Problem 1:
In the passage on racism and public space, write out the part that opens with the words containing "One of the clearest" and closes with "leave your house.", replacing "middle schooler" with "teenager".
Problem 2:
List every place mentioned in the closing paragraph of the passage on racism and public space.

Selected excerpt:
- - -
The Toxic Intersection of Racism and Public Space
“White people can weaponize the police against people who aren’t white, and that power only flows in one direction. The way Amy Cooper reacted in the video shows that she was aware of that power dynamic. All it took was for a white person to send a bat signal — or in Amy Cooper’s case, a racial dog whistle — to make a garden unsafe for a black person. So long as people of color, and black men in particular, are seen as a potential danger, the issue of racial equity in parks and other open and public spaces goes unresolved.”
One of the clearest entry points in any conversation about race is to try to answer questions about who has a right to safety and freedom of movement and who gets to make the decision. Ask your middle schooler how this operates in their classroom. As your second grader what she notices at the park. Ask yourself the next time to leave your house.
- - -
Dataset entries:
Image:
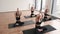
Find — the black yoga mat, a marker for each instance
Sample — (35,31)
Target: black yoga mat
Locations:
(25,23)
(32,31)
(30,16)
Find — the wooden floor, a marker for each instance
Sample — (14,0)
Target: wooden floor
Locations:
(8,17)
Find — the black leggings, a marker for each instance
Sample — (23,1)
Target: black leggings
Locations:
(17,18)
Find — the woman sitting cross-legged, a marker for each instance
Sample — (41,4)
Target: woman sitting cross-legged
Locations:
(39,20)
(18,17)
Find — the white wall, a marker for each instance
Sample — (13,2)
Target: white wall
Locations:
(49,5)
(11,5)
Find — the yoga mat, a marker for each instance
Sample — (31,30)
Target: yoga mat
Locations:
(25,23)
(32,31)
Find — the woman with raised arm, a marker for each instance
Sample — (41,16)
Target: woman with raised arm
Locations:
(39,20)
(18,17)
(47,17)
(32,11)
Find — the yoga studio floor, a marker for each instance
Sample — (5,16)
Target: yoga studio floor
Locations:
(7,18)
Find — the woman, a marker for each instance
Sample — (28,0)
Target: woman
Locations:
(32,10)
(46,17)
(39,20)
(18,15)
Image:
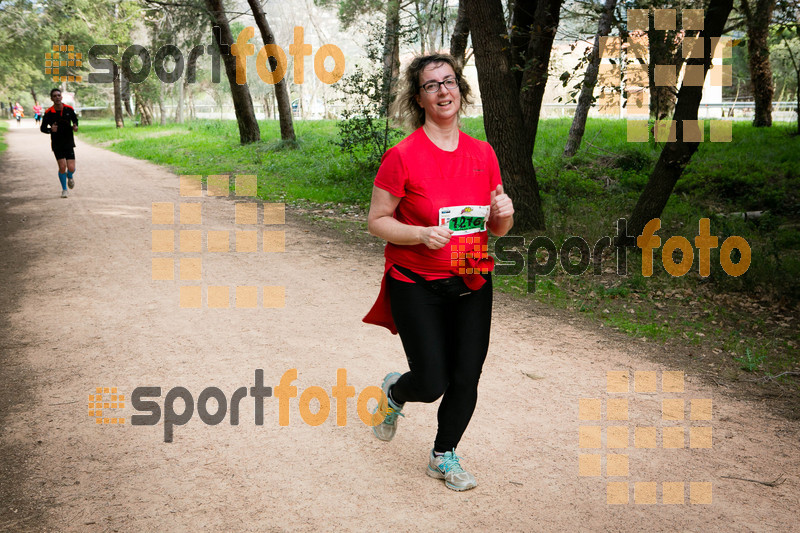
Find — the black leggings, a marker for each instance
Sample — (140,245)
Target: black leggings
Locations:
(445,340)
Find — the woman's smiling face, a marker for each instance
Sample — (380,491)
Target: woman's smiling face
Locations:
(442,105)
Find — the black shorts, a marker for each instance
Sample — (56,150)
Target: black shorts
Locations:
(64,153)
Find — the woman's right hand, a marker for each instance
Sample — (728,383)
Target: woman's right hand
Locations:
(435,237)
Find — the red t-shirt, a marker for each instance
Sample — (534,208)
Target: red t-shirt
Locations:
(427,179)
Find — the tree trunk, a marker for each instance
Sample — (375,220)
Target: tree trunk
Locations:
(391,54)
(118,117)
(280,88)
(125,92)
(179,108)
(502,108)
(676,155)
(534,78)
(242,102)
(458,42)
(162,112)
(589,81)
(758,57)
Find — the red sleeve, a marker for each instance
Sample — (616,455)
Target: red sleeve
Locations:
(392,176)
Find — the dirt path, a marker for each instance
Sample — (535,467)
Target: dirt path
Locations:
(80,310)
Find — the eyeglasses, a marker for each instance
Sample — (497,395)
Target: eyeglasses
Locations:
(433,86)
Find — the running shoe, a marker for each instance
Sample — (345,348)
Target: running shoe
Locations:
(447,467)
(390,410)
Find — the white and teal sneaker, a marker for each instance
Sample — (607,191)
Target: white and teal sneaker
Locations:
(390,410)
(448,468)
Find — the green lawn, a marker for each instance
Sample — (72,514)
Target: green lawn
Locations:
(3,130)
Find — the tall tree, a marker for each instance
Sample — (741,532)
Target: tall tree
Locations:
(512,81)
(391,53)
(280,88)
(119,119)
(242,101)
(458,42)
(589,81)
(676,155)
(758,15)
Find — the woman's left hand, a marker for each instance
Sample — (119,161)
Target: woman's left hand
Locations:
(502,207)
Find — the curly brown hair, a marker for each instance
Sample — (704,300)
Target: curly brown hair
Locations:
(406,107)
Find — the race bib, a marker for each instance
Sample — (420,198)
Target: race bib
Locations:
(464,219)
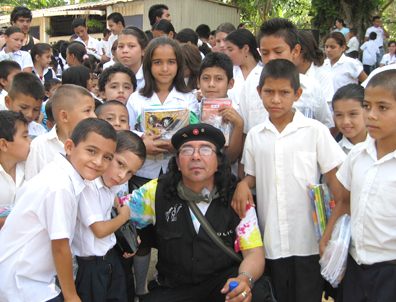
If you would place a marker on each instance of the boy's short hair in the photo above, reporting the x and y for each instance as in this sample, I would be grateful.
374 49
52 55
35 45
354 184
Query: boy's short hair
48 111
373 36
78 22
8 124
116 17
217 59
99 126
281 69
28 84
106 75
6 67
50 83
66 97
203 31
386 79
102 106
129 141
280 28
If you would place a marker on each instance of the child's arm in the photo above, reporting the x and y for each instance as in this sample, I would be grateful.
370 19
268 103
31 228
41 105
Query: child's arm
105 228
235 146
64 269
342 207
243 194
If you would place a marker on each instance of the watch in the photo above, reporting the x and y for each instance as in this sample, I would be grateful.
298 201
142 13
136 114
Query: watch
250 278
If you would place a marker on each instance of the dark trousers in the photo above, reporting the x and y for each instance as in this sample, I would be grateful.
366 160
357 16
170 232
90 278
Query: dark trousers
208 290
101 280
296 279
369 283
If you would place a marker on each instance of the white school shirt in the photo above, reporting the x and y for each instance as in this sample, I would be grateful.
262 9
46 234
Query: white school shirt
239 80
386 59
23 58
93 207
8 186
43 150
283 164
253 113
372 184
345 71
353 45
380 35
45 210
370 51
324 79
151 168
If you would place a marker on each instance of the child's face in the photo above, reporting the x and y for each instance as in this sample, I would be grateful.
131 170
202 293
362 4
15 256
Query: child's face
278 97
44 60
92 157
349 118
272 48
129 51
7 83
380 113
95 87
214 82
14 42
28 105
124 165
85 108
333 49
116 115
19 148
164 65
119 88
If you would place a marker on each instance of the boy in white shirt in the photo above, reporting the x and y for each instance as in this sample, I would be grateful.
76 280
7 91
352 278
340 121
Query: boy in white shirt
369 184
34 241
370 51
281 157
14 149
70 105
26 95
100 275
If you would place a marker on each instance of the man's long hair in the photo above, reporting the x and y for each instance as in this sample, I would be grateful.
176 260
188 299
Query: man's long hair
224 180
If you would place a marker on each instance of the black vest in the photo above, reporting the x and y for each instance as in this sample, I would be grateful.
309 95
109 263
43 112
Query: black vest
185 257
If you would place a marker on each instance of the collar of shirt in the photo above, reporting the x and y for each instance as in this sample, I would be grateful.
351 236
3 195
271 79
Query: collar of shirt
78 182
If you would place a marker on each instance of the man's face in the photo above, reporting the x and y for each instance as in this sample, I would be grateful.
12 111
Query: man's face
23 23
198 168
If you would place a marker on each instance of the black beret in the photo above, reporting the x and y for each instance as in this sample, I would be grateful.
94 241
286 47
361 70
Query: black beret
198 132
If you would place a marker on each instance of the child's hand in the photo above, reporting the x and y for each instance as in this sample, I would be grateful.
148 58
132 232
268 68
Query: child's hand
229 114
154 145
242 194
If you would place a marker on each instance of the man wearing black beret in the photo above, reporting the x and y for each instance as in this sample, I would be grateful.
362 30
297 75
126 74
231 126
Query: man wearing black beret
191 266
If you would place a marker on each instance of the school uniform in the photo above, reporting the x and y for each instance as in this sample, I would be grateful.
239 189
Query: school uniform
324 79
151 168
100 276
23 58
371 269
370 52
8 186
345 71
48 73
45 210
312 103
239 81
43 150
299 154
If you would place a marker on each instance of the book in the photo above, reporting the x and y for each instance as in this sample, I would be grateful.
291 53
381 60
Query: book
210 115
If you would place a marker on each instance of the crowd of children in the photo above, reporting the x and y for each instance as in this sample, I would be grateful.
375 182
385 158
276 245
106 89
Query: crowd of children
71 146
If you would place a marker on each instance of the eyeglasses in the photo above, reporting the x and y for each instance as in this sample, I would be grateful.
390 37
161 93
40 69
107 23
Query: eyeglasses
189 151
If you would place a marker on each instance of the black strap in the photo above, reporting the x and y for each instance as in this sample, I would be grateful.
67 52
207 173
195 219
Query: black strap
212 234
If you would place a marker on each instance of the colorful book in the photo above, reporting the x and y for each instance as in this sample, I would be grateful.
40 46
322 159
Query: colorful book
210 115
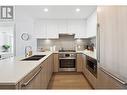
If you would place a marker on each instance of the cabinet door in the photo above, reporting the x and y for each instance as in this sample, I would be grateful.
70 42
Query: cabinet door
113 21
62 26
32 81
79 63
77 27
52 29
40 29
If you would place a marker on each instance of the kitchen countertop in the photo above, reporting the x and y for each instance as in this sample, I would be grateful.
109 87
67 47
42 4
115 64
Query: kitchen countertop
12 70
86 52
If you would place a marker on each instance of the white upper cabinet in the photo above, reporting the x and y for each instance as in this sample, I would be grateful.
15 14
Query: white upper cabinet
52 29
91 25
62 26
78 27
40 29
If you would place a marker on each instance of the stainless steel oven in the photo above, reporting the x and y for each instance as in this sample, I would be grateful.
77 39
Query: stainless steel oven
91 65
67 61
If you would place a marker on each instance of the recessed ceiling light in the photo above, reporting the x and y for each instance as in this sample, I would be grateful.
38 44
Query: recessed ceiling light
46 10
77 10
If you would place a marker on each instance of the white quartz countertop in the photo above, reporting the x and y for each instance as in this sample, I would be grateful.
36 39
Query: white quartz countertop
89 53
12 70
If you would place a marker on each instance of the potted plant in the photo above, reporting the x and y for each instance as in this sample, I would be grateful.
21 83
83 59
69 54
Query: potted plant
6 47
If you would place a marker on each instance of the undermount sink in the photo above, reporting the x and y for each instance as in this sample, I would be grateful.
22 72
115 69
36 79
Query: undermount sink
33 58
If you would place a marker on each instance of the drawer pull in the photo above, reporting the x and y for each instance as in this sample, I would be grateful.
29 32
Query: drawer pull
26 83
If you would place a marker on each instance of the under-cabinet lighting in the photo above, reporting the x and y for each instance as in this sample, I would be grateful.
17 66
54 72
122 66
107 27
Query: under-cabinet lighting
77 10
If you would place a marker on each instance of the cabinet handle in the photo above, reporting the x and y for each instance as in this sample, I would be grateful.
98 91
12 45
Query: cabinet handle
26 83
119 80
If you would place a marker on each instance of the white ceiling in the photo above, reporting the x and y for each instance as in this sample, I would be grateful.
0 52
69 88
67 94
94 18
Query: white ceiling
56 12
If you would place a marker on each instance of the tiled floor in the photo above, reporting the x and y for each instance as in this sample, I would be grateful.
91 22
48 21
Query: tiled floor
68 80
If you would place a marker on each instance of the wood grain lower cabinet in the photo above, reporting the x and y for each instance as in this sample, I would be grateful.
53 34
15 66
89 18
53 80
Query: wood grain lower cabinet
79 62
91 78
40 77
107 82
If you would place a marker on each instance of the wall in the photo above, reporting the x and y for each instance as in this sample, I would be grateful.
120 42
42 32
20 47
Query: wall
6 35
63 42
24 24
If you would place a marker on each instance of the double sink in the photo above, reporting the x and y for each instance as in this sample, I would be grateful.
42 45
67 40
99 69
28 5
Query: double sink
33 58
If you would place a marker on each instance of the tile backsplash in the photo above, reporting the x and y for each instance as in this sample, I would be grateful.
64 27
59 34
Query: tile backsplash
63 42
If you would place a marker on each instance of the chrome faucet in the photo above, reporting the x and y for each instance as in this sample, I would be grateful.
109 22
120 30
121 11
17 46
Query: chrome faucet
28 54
- - -
Expected output 1:
One of the clearest entry points in any conversation about race is to try to answer questions about who has a right to safety and freedom of movement and who gets to make the decision. Ask your teenager how this operates in their classroom. As your second grader what she notices at the park. Ask yourself the next time to leave your house.

Expected output 2:
- classroom
- park
- house